Look below for the line that contains "Every instance gets one point. Tag the white", then copy it and each following line exactly, through and including the line that contains "Target: white batting glove".
━━━ MATERIAL FOR THIS TASK
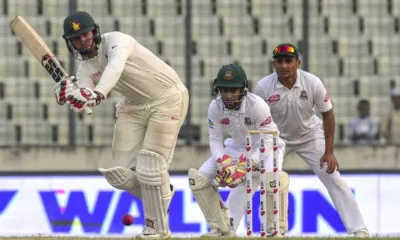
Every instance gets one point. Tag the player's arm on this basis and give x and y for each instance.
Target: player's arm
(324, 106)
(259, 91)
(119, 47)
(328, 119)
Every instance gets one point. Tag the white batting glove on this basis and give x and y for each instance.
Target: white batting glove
━━━━━━
━━━ MATERIAL FOR THIS TASK
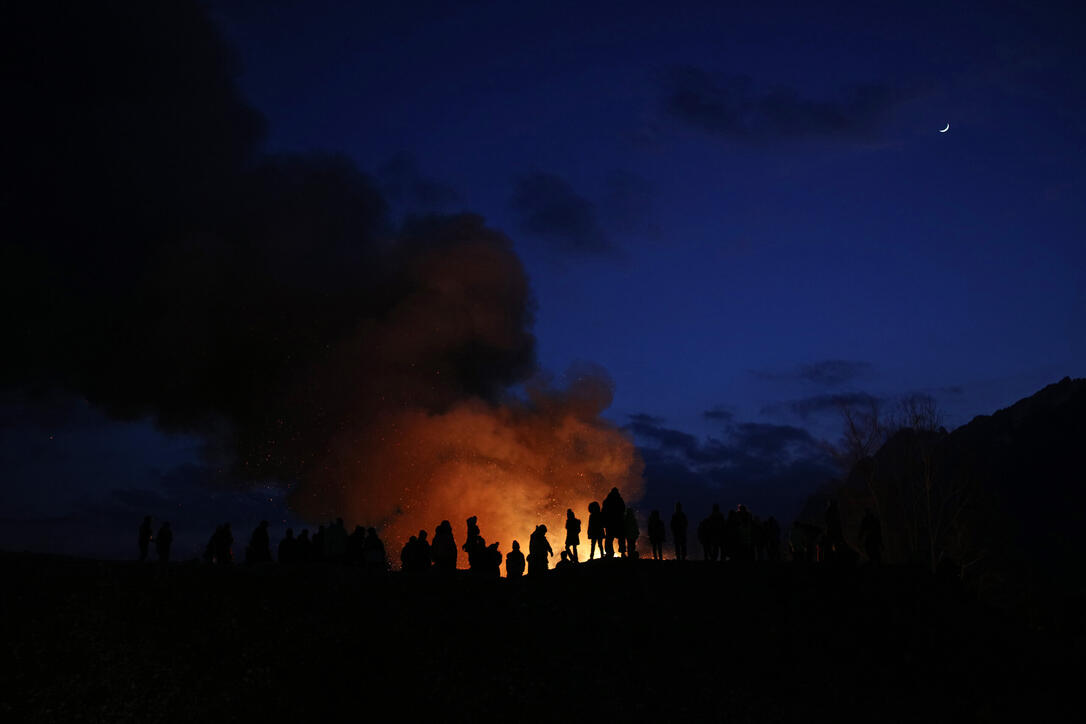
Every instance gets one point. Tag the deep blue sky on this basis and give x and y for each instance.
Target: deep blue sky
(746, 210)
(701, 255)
━━━━━━
ANSWER:
Every instance gets one point. Tag the white batting glove on this basis and give x and y for each instance.
Target: white batting glove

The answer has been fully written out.